Task to carry out ::
Would you retype the listing word for word, skipping its pictures?
[Start of section]
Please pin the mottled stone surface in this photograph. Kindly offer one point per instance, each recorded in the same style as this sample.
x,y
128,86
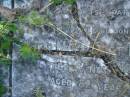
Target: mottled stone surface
x,y
76,76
[End of section]
Exercise output ::
Please pin the mottled stone surface in this photograph. Kindly offer one point per instance, each recorded in the same style as this sample.
x,y
128,86
Target: mottled stone surface
x,y
76,76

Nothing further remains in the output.